## The request
Pull out each line of the records that contains the word "crucifix", reproducing every such line unchanged.

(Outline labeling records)

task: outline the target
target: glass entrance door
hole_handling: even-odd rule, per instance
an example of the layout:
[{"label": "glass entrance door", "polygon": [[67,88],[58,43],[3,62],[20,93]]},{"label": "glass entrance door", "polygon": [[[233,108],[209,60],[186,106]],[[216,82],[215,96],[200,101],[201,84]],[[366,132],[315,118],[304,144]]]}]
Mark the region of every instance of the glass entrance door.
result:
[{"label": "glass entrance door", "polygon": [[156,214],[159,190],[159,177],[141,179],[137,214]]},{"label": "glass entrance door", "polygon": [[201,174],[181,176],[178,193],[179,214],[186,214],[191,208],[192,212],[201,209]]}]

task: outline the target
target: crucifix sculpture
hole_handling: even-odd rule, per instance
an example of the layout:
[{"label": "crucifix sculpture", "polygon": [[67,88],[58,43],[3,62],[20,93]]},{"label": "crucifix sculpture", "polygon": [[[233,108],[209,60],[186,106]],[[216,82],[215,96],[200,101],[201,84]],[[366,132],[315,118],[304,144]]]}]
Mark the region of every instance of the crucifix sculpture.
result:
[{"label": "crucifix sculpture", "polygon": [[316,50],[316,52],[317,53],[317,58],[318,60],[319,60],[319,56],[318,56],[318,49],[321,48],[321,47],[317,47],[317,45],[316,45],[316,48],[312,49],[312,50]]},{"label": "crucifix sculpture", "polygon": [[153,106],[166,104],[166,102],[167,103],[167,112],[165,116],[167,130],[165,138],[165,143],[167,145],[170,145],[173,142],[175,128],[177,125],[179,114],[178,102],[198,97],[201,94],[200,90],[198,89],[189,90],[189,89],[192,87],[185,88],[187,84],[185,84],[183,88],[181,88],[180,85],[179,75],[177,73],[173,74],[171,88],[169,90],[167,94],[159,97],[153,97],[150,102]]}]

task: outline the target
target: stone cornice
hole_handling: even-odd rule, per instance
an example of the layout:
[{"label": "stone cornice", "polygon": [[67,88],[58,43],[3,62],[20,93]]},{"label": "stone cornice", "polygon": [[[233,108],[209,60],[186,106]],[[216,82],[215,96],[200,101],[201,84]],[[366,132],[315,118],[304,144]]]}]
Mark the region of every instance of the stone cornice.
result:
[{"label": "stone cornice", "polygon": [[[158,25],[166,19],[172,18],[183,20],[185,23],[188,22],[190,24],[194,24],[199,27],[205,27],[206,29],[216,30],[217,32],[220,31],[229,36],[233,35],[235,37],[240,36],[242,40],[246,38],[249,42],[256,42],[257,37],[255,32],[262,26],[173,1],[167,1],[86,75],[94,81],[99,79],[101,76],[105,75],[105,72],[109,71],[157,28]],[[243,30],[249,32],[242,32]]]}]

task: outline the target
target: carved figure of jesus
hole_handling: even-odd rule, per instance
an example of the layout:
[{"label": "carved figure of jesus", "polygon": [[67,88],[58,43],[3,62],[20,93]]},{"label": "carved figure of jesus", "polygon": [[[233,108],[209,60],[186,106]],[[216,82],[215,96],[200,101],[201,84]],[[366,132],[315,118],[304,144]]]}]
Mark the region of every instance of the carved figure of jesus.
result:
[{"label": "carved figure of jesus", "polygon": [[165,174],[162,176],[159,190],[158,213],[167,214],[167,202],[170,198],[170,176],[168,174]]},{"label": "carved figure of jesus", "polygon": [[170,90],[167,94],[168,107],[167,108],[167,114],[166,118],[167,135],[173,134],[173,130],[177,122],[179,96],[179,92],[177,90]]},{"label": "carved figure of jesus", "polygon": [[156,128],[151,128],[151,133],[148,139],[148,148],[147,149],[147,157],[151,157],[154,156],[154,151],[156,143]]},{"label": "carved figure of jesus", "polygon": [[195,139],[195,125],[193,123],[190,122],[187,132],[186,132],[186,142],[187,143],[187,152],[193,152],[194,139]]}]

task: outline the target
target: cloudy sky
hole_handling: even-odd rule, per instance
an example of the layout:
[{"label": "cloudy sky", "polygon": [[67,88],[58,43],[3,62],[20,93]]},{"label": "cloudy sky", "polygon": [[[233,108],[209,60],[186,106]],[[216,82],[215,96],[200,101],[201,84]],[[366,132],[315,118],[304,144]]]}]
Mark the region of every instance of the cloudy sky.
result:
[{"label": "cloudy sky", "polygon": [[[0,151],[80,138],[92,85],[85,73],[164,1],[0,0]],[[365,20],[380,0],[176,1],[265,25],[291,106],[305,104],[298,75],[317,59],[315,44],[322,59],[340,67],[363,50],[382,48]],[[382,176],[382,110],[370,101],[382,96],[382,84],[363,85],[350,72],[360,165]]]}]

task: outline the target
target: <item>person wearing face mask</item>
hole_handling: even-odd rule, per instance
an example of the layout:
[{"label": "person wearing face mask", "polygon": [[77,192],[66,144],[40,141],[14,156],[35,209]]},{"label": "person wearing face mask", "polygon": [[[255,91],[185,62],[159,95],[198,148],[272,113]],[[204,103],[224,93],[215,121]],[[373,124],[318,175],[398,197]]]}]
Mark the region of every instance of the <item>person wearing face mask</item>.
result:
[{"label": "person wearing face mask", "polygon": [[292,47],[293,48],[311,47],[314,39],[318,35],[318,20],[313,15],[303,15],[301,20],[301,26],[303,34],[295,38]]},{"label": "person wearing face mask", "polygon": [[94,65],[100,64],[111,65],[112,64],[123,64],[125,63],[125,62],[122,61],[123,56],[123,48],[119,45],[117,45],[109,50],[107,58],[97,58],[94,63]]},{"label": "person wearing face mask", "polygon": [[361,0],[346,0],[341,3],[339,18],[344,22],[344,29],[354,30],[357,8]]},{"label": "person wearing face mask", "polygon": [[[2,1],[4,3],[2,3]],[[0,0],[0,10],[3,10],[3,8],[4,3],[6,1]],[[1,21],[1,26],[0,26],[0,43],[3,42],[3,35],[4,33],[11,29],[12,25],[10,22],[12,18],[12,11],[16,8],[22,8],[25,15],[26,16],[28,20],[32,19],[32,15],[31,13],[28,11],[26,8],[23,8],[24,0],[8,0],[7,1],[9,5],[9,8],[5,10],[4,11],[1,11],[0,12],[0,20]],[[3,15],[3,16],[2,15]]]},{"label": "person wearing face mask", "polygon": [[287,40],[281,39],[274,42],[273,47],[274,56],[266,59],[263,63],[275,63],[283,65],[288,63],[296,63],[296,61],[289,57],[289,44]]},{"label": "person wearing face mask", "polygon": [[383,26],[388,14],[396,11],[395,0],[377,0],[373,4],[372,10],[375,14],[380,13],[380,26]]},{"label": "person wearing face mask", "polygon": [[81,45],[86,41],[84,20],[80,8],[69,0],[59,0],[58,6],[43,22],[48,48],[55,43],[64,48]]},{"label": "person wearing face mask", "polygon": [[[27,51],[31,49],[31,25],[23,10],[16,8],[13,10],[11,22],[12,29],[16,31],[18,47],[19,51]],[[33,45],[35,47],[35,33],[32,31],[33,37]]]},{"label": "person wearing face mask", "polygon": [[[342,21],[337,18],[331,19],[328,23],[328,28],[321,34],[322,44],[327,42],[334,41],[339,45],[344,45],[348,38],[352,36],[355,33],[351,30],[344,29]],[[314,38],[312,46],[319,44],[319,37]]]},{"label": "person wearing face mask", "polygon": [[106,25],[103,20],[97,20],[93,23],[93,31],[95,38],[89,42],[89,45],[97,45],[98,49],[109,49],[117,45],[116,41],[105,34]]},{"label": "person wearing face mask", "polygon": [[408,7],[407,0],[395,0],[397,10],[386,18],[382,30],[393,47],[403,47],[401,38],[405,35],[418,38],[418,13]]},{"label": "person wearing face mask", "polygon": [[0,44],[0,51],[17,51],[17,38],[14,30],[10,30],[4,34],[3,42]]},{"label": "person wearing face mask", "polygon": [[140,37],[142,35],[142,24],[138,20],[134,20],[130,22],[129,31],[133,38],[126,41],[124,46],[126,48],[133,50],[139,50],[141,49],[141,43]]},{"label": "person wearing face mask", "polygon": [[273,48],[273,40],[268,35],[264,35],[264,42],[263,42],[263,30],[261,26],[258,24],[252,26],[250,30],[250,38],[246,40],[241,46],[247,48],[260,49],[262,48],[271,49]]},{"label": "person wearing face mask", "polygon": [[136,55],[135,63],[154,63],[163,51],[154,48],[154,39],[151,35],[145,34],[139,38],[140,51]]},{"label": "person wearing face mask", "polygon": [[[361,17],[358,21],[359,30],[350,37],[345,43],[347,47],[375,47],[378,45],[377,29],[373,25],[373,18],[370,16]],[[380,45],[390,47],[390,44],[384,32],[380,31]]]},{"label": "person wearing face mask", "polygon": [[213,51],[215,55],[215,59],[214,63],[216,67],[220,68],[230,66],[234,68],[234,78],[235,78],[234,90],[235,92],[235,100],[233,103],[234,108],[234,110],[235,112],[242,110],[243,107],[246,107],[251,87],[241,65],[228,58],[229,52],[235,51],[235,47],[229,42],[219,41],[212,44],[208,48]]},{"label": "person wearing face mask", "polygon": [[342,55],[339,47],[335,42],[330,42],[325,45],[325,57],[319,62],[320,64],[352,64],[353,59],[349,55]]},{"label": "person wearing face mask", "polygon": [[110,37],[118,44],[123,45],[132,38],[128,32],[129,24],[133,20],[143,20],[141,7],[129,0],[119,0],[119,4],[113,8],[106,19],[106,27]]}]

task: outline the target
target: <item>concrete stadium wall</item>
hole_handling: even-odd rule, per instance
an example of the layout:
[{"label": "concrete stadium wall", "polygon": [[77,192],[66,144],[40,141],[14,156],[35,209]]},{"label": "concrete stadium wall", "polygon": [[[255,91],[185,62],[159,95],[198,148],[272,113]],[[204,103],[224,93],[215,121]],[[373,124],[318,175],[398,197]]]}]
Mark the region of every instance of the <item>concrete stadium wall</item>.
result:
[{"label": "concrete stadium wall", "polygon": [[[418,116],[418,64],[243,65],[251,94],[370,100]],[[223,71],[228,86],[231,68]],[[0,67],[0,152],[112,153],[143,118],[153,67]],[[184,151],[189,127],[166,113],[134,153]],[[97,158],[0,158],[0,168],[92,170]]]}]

## Completed task
target: crucifix sculpture
[{"label": "crucifix sculpture", "polygon": [[67,88],[58,43],[3,62],[20,93]]},{"label": "crucifix sculpture", "polygon": [[[233,108],[209,60],[186,106]],[[216,82],[215,96],[200,101],[201,84]],[[366,132],[315,118],[304,144]]]}]
Mark the region of every instance of the crucifix sculpture.
[{"label": "crucifix sculpture", "polygon": [[316,50],[316,52],[317,53],[317,58],[318,60],[319,60],[319,56],[318,56],[318,49],[321,48],[321,47],[317,47],[317,45],[316,45],[316,48],[312,49],[312,50]]},{"label": "crucifix sculpture", "polygon": [[153,106],[166,104],[166,102],[167,103],[167,112],[165,116],[167,130],[165,138],[165,143],[167,145],[170,145],[173,142],[175,128],[177,125],[179,114],[178,102],[198,97],[201,94],[200,90],[198,89],[189,90],[189,89],[192,87],[185,88],[187,84],[185,84],[183,88],[181,88],[180,85],[179,75],[177,73],[173,74],[171,88],[169,90],[167,94],[159,97],[153,97],[150,102]]}]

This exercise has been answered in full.